[Begin EXTRACTED MATERIAL]

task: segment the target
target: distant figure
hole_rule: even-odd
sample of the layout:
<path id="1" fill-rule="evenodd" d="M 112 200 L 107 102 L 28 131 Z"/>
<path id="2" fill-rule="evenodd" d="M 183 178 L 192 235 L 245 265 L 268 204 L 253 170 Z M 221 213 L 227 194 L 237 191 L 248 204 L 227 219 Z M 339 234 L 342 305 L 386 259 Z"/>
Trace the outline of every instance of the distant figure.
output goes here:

[End EXTRACTED MATERIAL]

**REQUIREMENTS**. Copy out the material above word for word, keeping every line in its original order.

**EXERCISE SOLUTION**.
task: segment the target
target: distant figure
hole_rule: even-odd
sample of the layout:
<path id="1" fill-rule="evenodd" d="M 112 200 L 107 102 L 28 131 Z"/>
<path id="2" fill-rule="evenodd" d="M 183 178 L 192 235 L 245 265 L 268 204 L 253 170 Z M 221 213 L 227 194 L 237 191 L 248 204 L 227 219 Z M 339 234 L 342 305 L 386 259 Z"/>
Trace the outline of every instance of the distant figure.
output goes here:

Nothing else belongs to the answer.